--- Begin EXERCISE MATERIALS ---

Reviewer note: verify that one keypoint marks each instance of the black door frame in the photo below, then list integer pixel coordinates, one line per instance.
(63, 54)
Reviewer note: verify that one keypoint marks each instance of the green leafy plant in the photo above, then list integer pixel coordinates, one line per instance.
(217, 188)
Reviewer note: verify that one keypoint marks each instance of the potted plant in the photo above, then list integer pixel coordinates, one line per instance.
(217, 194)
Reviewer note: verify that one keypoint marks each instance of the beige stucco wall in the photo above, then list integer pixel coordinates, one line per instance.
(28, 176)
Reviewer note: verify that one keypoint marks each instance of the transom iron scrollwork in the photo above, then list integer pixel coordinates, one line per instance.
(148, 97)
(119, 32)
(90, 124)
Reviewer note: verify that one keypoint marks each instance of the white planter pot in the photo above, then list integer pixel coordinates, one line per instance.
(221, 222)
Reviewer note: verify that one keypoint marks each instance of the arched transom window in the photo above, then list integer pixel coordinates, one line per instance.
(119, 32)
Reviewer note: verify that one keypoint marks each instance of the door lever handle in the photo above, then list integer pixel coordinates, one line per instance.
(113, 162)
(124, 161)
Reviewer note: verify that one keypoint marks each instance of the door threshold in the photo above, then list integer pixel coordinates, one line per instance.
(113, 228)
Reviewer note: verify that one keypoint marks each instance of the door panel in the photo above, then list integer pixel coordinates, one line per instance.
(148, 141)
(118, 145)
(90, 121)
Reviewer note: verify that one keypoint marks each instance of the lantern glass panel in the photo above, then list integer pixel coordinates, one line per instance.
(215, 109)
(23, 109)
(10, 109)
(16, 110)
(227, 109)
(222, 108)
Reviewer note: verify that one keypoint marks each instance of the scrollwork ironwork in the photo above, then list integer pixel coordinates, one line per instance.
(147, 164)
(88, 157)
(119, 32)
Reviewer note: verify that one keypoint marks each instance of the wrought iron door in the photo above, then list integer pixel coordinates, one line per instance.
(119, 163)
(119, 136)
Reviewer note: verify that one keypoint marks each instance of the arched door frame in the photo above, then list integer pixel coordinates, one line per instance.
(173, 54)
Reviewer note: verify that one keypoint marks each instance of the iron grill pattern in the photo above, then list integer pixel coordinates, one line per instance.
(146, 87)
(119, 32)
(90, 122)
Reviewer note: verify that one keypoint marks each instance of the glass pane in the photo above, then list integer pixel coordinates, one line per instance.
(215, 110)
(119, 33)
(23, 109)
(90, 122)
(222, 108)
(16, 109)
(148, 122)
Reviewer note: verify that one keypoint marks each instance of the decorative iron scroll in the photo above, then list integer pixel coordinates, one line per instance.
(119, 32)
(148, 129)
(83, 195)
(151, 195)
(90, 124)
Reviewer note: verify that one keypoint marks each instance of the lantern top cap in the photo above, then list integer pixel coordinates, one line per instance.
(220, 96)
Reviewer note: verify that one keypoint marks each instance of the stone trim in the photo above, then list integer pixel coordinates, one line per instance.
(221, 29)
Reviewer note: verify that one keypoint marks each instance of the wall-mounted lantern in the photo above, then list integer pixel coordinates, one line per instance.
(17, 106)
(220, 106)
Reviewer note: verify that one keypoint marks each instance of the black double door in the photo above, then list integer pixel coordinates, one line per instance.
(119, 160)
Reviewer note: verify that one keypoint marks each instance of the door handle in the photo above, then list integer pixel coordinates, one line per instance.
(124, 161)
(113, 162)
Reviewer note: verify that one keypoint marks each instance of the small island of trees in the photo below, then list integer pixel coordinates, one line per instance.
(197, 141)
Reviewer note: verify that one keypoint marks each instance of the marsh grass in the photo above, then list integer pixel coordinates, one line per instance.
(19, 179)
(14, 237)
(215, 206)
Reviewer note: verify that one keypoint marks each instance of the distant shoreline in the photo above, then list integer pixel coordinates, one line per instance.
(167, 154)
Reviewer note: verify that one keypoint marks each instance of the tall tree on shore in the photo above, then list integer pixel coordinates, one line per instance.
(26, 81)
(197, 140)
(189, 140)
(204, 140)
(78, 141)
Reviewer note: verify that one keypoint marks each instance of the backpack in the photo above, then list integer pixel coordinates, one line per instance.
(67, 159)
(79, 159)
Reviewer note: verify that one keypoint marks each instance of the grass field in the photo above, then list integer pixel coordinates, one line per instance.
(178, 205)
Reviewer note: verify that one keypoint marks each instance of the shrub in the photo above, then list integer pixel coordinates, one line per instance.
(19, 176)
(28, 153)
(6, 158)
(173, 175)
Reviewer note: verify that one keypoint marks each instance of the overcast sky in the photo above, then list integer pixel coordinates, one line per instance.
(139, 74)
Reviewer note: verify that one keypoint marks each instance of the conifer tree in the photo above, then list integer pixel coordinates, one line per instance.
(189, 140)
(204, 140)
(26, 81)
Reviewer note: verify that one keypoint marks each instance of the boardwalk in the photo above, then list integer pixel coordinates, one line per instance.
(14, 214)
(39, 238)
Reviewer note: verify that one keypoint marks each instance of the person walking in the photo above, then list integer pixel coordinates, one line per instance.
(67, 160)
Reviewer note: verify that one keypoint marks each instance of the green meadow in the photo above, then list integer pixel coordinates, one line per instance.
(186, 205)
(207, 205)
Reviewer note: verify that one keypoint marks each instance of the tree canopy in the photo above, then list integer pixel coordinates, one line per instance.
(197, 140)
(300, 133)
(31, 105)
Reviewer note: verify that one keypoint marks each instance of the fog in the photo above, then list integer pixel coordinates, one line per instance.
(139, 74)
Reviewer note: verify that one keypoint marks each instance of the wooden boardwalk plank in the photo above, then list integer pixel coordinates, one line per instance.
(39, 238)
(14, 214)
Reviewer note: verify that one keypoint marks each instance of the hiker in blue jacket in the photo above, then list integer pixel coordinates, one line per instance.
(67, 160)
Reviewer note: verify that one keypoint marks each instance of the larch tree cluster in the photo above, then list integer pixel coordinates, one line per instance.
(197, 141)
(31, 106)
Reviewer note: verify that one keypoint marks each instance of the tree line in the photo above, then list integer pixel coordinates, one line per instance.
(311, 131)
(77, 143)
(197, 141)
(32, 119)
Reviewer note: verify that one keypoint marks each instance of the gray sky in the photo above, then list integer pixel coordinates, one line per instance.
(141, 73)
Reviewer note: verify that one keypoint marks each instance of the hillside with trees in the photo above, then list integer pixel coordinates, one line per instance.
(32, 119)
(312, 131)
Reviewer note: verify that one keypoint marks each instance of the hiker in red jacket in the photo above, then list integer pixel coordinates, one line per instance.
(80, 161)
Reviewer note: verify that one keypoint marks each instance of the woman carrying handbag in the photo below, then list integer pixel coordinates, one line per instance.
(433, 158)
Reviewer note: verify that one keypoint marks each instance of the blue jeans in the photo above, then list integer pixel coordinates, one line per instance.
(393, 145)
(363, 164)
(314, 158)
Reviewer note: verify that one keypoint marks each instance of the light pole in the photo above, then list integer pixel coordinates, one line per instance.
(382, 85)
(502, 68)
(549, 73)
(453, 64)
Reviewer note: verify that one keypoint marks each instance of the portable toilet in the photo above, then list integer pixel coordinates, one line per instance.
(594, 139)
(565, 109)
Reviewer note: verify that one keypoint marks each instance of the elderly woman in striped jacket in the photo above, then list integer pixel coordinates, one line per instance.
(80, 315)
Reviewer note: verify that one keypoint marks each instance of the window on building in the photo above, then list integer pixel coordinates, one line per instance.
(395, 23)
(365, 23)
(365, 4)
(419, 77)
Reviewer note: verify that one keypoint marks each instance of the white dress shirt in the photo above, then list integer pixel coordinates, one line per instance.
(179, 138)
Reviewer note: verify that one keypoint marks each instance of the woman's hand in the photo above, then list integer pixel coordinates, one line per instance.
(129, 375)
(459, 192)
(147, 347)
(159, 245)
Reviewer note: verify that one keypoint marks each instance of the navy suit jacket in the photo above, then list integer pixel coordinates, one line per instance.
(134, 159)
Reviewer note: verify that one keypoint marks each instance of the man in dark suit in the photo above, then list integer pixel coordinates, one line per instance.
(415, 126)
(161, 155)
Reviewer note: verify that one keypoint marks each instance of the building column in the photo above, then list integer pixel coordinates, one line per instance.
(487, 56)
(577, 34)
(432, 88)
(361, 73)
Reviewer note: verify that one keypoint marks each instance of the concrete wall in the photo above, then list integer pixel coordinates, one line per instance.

--- End EXERCISE MATERIALS ---

■ **STATED EXERCISE**
Output the line containing "of the elderly" and all lines after it to the end of the records, exactly as given.

■ **FINAL ANSWER**
Reviewer note: verify that one keypoint marks each instance of the elderly woman in striped jacket in the photo above, then list integer pixel coordinates, one line per instance.
(80, 315)
Reviewer note: verify that one keypoint marks each instance of the window on building in the photo above, then list integer pixel coordinates, one line per instance.
(395, 23)
(365, 23)
(365, 4)
(419, 77)
Reviewer note: verify that one keypoint marks each instance of the white dress shirt in the photo above, then list integer pixel coordinates, one line per instance.
(179, 138)
Reviewer note: verify that one keypoint marks each instance of the woman's hand in the photo above, then list integer pixel coordinates, one line per instance.
(129, 375)
(459, 192)
(147, 347)
(159, 245)
Reviewer note: verify that one keypoint marks each instance of the navy suit jacket in the photo above, then list integer pixel coordinates, one line per instance.
(134, 159)
Reviewer note: verify that one keypoint marks each instance of the man in dark suit in the photo above, then list integer pixel coordinates, one line per instance.
(415, 126)
(161, 155)
Reviewer note: verify that one keypoint marks each instance of the building column in the photo above, then list integer pixel coordinates, one line per instance.
(487, 56)
(577, 34)
(432, 88)
(361, 73)
Reviewer note: verify that one keypoint marks each instance of the concrete wall in the photo above, then list integer pixel coordinates, one line per instance.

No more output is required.